►

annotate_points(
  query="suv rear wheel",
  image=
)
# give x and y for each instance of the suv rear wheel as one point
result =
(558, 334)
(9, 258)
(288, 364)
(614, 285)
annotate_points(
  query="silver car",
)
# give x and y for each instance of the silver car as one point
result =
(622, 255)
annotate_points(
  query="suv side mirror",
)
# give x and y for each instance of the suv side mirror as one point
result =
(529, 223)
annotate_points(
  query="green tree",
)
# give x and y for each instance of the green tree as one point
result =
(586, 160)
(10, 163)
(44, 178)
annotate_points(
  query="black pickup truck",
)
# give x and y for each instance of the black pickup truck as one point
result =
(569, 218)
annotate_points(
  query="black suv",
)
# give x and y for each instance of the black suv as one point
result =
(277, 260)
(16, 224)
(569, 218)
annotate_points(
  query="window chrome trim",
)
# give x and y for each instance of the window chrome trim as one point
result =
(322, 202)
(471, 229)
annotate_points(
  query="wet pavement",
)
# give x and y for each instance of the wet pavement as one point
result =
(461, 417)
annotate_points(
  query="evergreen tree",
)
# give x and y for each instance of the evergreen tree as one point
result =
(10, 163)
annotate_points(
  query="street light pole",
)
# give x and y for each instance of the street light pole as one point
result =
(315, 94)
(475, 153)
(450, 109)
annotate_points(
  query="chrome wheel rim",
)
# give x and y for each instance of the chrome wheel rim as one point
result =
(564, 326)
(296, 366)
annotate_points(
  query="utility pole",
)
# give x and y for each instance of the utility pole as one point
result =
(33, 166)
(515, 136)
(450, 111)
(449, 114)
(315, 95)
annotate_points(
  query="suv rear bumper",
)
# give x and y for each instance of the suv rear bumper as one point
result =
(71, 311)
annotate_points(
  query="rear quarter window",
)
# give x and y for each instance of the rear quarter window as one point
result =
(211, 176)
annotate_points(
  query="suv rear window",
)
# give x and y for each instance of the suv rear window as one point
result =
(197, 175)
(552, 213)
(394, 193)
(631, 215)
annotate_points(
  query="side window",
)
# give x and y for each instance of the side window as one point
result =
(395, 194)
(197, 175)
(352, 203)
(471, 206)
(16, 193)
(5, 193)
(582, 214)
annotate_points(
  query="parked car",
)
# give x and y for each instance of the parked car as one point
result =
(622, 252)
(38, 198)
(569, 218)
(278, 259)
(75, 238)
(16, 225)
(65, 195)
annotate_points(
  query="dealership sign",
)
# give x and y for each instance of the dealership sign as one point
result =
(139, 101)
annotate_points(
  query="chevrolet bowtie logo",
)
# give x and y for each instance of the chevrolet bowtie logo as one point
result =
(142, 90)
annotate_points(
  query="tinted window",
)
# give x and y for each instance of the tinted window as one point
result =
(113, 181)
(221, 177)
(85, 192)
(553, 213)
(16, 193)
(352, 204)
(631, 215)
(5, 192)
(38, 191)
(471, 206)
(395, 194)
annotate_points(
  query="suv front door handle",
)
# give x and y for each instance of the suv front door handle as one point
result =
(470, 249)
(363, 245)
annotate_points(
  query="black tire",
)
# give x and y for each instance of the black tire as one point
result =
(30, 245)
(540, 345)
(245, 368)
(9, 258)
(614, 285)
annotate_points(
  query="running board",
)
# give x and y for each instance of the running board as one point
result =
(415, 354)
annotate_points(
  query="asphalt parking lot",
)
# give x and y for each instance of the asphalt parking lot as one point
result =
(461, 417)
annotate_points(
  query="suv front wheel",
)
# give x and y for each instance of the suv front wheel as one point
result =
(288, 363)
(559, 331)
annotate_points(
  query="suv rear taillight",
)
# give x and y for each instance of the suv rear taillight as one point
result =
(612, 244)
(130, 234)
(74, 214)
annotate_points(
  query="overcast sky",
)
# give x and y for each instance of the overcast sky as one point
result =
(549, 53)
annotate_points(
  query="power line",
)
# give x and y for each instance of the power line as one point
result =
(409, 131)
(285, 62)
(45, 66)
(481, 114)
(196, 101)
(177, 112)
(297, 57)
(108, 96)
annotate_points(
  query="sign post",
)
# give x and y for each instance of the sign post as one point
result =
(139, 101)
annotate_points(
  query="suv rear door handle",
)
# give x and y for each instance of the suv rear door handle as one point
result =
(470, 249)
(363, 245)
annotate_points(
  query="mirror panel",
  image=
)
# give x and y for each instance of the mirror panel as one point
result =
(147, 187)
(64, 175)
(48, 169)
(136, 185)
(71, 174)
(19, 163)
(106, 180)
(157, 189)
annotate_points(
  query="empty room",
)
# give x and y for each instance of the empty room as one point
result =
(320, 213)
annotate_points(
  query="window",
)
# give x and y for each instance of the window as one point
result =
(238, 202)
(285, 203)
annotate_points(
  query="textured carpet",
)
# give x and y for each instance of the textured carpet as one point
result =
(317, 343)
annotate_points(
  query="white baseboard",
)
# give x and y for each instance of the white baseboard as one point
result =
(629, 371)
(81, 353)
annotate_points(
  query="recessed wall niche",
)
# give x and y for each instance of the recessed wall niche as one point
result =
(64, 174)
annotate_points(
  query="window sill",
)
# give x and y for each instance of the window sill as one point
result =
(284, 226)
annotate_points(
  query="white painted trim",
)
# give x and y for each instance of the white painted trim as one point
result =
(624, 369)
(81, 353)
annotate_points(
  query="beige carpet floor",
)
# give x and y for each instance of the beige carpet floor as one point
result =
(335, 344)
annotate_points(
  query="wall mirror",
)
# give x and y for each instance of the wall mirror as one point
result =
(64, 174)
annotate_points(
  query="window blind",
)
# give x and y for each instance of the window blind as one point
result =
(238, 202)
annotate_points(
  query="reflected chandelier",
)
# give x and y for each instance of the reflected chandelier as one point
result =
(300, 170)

◄

# [What needs to be done]
Only lines that include "room" belong in the answer; return them from the entries above.

# [Answer to the problem]
  query="empty room",
# give x and y for each instance of the empty room as one point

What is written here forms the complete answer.